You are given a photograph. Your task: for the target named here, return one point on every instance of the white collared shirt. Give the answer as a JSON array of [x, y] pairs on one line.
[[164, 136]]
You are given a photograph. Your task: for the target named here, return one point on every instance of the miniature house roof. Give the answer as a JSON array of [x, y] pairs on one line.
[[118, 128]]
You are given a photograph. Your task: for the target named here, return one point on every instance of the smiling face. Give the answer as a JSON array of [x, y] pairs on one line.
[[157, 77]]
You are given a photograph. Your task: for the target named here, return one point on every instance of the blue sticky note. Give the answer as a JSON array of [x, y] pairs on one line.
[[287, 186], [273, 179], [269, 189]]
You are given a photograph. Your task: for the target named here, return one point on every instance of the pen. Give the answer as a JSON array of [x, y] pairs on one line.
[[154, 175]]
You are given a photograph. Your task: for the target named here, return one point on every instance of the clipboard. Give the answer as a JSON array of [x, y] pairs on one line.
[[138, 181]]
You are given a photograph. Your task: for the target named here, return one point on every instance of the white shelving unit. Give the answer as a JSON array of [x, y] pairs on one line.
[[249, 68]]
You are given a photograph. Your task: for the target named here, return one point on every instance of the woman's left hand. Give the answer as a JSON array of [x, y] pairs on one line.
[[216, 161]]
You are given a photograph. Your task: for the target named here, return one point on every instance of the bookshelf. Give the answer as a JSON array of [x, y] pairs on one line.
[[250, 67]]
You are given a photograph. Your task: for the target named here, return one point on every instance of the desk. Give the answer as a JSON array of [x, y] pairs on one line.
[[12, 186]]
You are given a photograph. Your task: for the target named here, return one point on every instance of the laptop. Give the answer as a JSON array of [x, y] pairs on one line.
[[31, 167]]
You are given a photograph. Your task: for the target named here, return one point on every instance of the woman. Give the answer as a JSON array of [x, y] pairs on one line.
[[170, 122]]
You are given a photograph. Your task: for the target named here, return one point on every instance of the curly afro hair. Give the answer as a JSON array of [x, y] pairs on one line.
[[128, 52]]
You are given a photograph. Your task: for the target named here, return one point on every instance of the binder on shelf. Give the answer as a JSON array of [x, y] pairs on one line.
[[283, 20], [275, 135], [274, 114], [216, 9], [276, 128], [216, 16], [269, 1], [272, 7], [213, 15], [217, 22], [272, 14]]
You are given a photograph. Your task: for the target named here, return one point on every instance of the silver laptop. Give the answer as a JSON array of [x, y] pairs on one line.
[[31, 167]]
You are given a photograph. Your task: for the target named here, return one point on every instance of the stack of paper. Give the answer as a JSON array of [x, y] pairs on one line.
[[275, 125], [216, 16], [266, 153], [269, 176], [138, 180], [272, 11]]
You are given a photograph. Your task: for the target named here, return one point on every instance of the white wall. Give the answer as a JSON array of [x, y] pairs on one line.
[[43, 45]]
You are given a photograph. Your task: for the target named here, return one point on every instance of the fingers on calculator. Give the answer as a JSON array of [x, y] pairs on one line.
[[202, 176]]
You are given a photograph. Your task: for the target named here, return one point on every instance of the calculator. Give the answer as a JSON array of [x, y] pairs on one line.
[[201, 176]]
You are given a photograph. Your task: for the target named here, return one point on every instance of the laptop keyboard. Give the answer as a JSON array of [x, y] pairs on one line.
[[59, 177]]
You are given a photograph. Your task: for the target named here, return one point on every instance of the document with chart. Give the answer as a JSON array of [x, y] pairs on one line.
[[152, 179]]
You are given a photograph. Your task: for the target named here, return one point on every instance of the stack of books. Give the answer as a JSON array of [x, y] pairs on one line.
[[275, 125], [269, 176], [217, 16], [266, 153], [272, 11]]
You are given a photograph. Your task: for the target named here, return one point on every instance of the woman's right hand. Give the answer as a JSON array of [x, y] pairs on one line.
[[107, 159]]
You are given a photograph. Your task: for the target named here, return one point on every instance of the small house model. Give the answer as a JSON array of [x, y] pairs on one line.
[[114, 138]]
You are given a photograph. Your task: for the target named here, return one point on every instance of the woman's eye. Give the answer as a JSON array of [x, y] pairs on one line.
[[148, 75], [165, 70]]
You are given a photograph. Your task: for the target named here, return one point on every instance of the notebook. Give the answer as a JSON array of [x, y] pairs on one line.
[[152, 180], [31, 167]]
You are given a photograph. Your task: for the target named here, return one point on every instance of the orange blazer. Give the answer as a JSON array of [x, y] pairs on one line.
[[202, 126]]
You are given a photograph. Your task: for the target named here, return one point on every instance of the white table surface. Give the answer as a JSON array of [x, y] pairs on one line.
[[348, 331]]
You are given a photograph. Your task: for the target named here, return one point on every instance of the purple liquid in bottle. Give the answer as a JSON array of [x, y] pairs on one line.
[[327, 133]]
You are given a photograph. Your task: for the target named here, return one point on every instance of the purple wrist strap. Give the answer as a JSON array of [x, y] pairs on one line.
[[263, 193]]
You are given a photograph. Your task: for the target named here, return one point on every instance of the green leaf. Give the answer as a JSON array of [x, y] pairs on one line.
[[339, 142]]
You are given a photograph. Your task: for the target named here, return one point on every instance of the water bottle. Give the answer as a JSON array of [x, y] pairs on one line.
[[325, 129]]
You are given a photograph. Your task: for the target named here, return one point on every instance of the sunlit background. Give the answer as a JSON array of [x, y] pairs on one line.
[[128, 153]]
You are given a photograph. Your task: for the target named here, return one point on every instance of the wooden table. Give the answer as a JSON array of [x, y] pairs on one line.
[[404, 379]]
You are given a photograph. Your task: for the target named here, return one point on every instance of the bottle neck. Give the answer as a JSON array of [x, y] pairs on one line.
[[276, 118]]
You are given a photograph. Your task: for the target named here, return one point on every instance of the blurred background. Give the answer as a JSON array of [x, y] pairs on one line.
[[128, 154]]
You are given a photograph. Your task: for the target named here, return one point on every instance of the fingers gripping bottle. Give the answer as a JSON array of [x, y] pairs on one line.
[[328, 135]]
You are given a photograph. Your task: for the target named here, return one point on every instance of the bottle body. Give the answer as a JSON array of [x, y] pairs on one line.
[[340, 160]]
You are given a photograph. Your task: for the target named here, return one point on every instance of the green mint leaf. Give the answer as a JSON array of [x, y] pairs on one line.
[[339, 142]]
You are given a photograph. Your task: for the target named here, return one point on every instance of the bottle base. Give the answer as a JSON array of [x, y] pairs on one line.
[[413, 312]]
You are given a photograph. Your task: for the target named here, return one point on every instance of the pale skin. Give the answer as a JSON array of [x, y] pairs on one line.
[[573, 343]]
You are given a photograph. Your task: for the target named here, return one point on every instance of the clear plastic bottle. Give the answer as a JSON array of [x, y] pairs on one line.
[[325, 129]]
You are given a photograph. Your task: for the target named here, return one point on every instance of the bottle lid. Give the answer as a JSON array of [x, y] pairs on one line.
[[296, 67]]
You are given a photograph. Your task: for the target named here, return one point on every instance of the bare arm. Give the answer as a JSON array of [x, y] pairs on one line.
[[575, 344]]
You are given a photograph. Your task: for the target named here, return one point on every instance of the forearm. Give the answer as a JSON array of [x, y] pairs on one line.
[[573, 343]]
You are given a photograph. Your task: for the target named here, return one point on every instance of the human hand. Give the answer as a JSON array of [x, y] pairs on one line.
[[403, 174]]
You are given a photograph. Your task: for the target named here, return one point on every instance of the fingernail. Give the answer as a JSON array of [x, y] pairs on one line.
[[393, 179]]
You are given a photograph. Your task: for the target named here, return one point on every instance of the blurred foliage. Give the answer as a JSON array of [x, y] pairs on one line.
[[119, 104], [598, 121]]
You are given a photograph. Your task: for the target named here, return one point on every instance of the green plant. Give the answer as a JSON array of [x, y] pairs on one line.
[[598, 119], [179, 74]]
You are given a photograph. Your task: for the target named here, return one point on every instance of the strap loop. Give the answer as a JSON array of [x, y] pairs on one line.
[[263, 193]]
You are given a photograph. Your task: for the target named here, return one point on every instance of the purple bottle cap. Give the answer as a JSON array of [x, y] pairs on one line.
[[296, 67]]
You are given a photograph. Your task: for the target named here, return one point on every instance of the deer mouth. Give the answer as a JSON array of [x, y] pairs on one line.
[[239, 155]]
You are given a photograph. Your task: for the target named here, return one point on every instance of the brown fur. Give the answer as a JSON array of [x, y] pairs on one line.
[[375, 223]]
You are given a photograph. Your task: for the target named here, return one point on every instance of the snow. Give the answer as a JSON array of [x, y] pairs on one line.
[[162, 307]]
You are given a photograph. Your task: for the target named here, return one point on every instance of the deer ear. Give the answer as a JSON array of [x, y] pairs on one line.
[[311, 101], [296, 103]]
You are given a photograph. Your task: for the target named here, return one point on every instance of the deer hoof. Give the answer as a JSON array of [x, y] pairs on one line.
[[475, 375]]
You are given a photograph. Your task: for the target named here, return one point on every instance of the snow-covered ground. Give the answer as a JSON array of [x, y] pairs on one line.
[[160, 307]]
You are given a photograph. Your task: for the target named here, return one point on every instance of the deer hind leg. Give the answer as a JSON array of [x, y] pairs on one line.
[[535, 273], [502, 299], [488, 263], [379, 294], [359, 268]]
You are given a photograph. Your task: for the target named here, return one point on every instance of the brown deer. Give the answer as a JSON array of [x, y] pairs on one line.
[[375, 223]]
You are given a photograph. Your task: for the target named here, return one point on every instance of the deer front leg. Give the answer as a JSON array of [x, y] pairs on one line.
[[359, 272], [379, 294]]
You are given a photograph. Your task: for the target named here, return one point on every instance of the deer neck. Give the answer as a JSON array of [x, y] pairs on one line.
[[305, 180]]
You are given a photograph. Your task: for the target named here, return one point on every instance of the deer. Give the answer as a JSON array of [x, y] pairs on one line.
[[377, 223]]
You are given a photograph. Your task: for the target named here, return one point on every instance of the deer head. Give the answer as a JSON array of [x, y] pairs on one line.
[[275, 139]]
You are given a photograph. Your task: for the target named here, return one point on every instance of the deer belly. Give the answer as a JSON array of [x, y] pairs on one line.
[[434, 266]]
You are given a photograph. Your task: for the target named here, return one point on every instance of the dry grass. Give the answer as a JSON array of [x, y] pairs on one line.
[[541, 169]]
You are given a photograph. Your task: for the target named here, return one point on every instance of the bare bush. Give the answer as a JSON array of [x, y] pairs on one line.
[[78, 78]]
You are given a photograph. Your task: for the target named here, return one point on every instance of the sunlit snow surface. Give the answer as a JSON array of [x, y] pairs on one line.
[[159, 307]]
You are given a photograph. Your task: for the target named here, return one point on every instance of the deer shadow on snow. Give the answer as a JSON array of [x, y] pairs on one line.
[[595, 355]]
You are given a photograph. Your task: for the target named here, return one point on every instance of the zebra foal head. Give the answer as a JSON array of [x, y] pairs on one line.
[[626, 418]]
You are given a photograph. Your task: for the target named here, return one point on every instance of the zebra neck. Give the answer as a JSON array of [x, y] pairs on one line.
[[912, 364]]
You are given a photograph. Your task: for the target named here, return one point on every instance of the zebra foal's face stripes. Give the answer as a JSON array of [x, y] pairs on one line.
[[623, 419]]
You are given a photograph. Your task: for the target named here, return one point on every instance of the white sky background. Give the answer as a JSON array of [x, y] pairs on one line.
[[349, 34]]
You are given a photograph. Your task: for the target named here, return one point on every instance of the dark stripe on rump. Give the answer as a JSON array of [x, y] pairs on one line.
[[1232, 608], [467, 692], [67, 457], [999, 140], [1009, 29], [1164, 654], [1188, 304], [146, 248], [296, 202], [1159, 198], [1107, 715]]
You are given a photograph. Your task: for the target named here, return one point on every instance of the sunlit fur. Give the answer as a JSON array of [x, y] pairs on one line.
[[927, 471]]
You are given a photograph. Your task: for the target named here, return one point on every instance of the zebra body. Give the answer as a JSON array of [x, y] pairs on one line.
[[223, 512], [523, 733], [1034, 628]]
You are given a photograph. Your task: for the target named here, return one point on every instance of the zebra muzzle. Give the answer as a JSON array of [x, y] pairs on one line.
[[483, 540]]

## EXERCISE GOAL
Set down, without any change, the lines of the entries from the one containing "the deer hind" through the one containing "[[359, 272], [379, 294]]", including both of those lines.

## WRITTEN RESPONSE
You are given a photograph. Your task: for the target named here, return one point on every instance of the deer hind leg. Give the answer as a JSON array of [x, y] pairs on one line.
[[535, 273], [502, 299], [488, 263], [379, 294], [359, 268]]
You are given a photograph. Your task: for the target named here, return one point on every instance of the brown deer. Give the answer as a JSON array of [x, y] pairs on one line.
[[375, 223]]
You are given a photograph. Your task: for the target named here, return one point on every instance of the deer front leg. Give the answer as a JSON array of [x, y] pairs on one line.
[[359, 272], [379, 294]]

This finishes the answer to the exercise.